**Your task**
Reproduce the listing below without any change.

**Given data**
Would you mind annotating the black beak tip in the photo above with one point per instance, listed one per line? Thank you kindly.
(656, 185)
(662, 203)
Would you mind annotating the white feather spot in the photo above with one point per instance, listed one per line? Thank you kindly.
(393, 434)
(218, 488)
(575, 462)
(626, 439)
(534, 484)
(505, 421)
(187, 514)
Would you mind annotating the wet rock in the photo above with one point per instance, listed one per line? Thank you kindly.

**Your response**
Would you mind annotating the black beak tip in the photo above with one point per instance, listed one per line? Thank you kindly.
(656, 185)
(662, 203)
Would you mind annotating the white feather spot in the photo above with one point per instance, listed one per line? Thank you kindly.
(393, 434)
(218, 488)
(575, 462)
(626, 439)
(534, 484)
(505, 421)
(187, 514)
Would you mind annotating the wet rock in the photo above with one point per instance, listed one per line? Thank you kindly.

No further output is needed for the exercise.